- **Excerpted text**
Virginia's ex-governor has made a career out of accomplishing the unexpected. He is betting he can do it one more time as mayor of a proud but messed-up city.

For a short time after L. Douglas Wilder took office in January as mayor of Richmond, those who wanted to speak to him faced a dilemma: Should they call him "Mayor" or "Governor"? On the street, at meetings, even in city hall, people vacillated, unsure whether the respect due a former governor of Virginia somehow overshadowed his new political station.

It didn't take long to sort out. "Mayor Wilder" is what the city's new chief executive wants to be called, in part because he doesn't wish to leave any doubts about his position at the apex of Richmond life. "There's a guy who likes to call himself 'mayor' of one of the streets down here," Wilder says, gesturing out his office window. "I said, 'That's all over! I'm going to be the mayor of every alley, every street, every avenue, you name it.' I cede no part of the city to anyone!"

This is not hyperbole. Capping a lifetime of firsts--the first black state senator in Virginia since Reconstruction; the first black lieutenant governor; the first African-American elected governor anywhere in the United States, Wilder this year became the first directly elected, constitutionally powerful mayor of Richmond since the 1940s. At the age of 74, when most politicians would be pondering where to store the gilt-edged photographs of their past glories, Wilder has plunged into one last great act.

He has embraced it with the self-assurance of a man in the habit of playing the lead role. Another newly minted mayor, faced with weaning his city from diffuse governance by a city council and city manager, might move gingerly to avoid antagonizing interest groups accustomed to getting their way. Wilder has chosen the opposite tack. He has seized Richmond by the scruff of the neck and thrown it and himself headlong into an unusual urban revitalization project: crafting a standard of strong leadership in a city that had forgotten what that looks like.

Wilder is convinced this is what Richmond wants. The 2003 referendum that created the new mayoralty produced a four-fifths majority in favor of the move, and Wilder himself got a similar margin when he ran for the post last November. "When you're 74 years old," he says, "and the people have reposed the confidence in you to say, 'Look here, old man, we believe you are the guy who can do what you say you'll do,' well, you can't rise any higher in terms of people's expectations."

You can, however, test the limits of what they expected. Now that he's getting down to brass tacks, Wilder is forcing the city to confront what it chose for itself. Business leaders who supported the change and helped fund the campaign for it have found their pet causes held up to new scrutiny in city hall. Nonprofit and community groups that relied on a steady stream of city funds have seen themselves zeroed out of the budget. Every week brings news of some high-level departure from a city agency, and sometimes rumors that an entire agency might disappear. In the few months it has taken Richmonders to get used to saying "Mayor Wilder," he has transformed the political landscape around them.

(Point placement rows)
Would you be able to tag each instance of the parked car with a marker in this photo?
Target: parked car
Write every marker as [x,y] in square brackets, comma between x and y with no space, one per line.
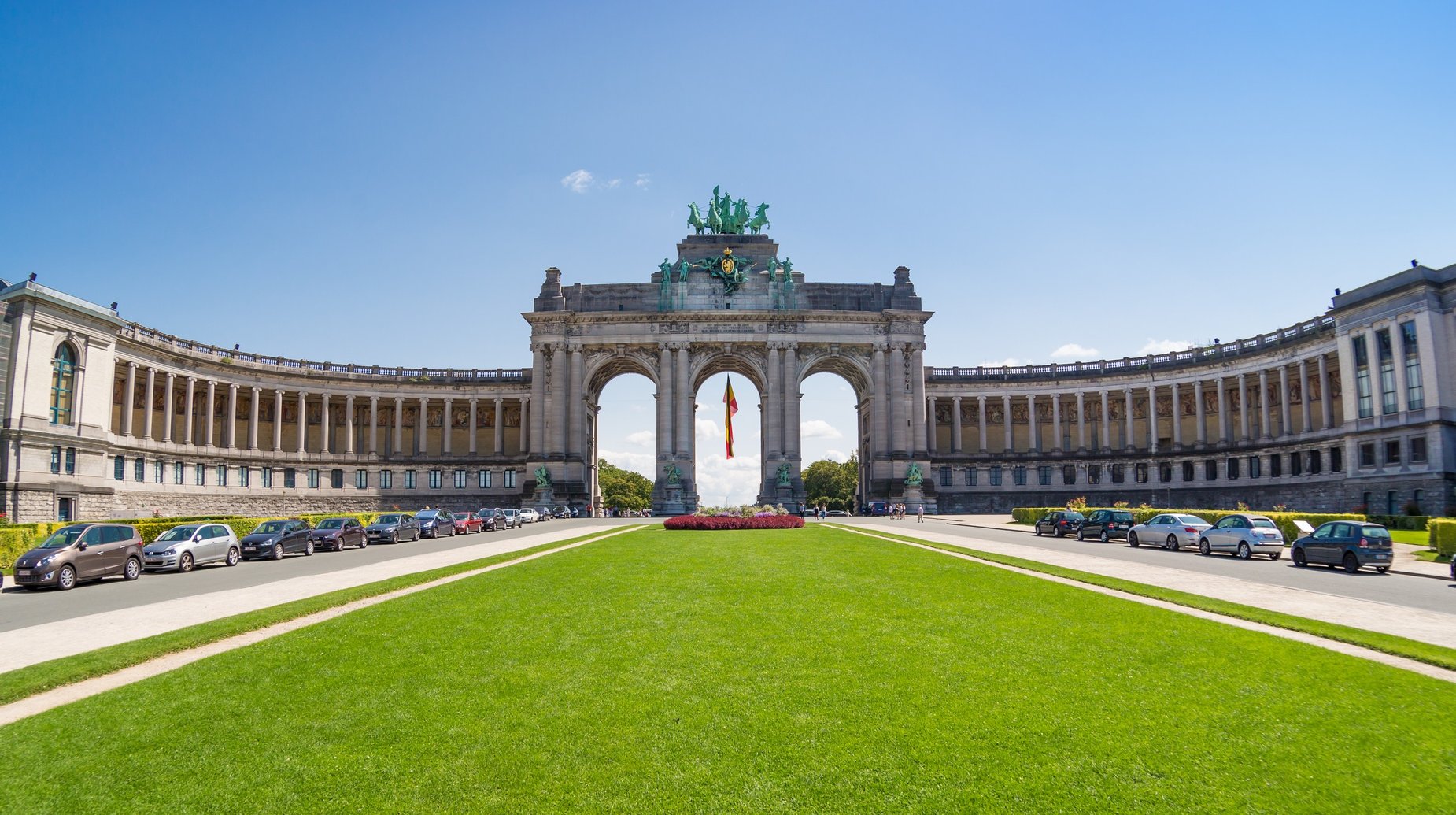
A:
[1168,530]
[80,551]
[434,522]
[1346,543]
[1242,535]
[338,532]
[1060,522]
[467,522]
[394,527]
[191,546]
[277,539]
[1106,524]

- **Work to do**
Continue the article about L. Douglas Wilder's term as mayor of Richmond, picking up right after its last sentence.

- **Task answer**
"It's not just the magnitude of the change," says John Moeser, a professor of urban studies at Virginia Commonwealth University in Richmond, "but the swiftness of the change. In many respects, it's unprecedented. But throughout his career, Wilder has been full of surprises, and this is going to be mainstay Wilder. He's going to call the shots as he sees them."

SENSE OF NEGLECT

That Wilder was presented with this opportunity is thanks in large part to, well, Doug Wilder. In 2002, he joined with Tom Bliley, a former Richmond mayor and longtime Republican congressman from the area, to form a commission exploring the possibility of abandoning Richmond's council-manager form of government, in which one of the city council members, chosen by colleagues, was given the title of mayor. Very little management authority went along with the title. It was a widespread feeling that the system lacked accountability that jump-started the city's makeover.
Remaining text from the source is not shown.